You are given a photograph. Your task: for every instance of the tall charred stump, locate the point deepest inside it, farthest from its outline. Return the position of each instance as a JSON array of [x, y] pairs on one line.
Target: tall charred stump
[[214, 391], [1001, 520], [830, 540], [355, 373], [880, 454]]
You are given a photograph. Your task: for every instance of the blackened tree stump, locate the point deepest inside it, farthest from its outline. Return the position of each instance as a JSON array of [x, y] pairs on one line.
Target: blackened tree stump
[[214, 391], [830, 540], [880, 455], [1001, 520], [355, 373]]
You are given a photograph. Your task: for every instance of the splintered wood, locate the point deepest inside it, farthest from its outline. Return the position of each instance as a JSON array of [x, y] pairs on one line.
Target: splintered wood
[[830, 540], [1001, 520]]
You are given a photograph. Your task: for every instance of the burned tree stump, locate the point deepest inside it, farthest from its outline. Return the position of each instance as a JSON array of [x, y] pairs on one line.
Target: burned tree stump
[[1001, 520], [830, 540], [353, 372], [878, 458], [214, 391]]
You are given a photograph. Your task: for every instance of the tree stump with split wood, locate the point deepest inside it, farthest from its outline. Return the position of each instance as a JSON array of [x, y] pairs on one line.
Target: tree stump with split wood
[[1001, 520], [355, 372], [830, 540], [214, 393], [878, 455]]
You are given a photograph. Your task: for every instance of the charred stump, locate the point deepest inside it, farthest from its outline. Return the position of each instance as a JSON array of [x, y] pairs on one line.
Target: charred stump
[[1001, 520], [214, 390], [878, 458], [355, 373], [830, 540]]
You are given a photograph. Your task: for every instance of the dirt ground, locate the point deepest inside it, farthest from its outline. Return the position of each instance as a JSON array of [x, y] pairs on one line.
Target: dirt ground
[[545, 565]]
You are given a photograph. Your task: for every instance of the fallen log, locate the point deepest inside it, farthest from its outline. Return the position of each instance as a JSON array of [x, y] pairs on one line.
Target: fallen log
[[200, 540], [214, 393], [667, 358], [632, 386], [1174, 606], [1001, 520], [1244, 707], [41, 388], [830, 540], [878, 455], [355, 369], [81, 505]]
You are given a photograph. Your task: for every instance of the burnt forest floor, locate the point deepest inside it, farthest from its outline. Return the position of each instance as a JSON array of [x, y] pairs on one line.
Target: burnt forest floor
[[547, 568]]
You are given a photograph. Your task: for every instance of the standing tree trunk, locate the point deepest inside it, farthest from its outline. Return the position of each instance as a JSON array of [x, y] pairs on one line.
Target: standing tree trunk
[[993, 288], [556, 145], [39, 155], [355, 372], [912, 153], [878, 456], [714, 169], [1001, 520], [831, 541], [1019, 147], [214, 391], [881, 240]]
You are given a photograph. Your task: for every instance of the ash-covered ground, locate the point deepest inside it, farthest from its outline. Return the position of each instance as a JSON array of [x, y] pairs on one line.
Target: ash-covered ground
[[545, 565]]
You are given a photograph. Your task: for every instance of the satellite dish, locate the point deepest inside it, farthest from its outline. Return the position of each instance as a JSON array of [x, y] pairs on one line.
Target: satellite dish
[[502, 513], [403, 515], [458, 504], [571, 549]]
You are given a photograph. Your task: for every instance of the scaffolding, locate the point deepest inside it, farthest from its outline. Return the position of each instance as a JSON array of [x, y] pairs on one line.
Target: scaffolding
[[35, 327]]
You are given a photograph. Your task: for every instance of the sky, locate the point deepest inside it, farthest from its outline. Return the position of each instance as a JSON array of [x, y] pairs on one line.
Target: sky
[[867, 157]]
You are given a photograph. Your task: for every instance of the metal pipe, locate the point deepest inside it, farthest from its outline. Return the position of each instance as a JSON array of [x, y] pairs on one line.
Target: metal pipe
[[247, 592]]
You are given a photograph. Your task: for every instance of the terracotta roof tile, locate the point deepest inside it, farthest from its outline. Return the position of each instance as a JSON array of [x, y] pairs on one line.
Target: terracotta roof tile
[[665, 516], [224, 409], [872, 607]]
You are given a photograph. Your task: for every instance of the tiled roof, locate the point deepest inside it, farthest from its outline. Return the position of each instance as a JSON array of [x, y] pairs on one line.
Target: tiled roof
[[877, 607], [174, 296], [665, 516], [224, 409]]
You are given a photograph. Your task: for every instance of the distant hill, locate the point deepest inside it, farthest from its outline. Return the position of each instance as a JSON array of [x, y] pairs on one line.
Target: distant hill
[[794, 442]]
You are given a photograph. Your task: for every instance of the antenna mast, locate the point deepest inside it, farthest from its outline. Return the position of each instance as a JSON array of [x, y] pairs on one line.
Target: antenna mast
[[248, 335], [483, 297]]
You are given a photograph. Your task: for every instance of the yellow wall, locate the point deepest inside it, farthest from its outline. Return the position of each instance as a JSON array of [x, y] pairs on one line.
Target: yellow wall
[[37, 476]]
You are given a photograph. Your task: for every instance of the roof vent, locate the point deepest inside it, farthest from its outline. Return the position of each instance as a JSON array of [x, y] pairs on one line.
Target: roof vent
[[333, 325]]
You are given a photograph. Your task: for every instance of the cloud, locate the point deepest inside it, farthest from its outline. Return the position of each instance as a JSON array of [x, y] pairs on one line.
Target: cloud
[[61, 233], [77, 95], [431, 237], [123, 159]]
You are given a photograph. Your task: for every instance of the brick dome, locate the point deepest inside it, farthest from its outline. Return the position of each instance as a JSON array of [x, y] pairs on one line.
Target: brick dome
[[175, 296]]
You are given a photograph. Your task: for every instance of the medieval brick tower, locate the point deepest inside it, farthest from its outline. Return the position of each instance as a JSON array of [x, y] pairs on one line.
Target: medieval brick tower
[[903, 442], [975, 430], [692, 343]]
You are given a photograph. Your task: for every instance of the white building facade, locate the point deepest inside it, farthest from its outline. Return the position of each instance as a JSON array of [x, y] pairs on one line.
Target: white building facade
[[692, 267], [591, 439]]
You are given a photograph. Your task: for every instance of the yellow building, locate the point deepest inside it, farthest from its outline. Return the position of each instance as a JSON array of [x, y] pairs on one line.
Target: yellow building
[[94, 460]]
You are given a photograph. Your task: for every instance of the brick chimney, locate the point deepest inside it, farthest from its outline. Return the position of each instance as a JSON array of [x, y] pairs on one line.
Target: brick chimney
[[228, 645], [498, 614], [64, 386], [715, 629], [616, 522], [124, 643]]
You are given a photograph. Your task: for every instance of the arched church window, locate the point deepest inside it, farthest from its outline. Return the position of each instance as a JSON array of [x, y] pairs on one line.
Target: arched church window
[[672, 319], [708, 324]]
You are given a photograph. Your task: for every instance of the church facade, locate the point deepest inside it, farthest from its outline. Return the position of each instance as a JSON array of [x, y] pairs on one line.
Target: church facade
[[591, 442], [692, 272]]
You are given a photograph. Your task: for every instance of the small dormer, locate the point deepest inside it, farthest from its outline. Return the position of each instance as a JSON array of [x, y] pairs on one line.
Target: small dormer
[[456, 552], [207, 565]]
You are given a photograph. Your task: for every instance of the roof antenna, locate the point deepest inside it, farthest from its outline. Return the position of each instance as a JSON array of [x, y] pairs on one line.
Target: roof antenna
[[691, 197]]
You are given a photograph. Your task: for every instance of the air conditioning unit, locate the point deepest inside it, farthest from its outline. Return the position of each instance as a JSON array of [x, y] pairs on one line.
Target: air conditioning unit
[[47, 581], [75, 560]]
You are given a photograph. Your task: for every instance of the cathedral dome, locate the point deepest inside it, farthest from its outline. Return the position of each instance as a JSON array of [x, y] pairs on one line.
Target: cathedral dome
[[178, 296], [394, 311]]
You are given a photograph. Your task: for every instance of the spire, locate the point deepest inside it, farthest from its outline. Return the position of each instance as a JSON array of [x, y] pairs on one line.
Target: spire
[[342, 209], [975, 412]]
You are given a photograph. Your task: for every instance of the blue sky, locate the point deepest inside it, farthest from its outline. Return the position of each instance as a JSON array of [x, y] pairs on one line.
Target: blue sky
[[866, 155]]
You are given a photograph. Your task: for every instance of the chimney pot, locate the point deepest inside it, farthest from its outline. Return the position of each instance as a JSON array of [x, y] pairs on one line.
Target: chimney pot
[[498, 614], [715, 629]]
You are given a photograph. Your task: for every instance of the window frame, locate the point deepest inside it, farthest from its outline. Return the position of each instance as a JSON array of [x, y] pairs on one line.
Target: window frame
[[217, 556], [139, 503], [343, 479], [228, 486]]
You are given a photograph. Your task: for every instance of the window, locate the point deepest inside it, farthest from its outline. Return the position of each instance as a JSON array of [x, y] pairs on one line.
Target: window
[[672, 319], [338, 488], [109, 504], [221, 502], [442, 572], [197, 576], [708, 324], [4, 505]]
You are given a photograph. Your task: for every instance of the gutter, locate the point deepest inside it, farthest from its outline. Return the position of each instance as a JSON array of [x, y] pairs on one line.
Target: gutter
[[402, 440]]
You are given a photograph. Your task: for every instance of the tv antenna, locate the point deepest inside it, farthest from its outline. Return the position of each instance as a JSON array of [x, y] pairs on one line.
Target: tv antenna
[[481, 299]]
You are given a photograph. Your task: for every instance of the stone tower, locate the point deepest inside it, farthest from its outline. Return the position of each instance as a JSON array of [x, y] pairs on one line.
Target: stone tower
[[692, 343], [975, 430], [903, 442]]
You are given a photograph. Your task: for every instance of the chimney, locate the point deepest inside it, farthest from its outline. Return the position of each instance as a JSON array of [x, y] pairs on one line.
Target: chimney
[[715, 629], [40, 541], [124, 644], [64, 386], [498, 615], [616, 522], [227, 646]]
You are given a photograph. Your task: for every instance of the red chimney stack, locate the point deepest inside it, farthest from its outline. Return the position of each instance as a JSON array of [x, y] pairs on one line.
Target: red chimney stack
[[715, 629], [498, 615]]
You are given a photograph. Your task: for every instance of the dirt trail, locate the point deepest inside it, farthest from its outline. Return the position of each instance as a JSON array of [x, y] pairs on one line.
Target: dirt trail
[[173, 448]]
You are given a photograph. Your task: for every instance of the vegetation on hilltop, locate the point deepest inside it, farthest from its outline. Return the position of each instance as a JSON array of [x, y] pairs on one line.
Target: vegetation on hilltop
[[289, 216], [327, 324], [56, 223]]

Task to carry out → Update the material from the line with "of the vegetation" through the end, replacing "hilltop" with "hillside" and leaving everything else unchanged. Give only those lines.

Task result →
You are given a photograph. Your task: for every instance of the vegetation on hillside, locate the point deepest inside it, farthest from its outline. Return the position of each instance as a JSON array of [x, y] pairs on one line.
Target: vegetation on hillside
[[289, 216], [327, 324], [56, 223]]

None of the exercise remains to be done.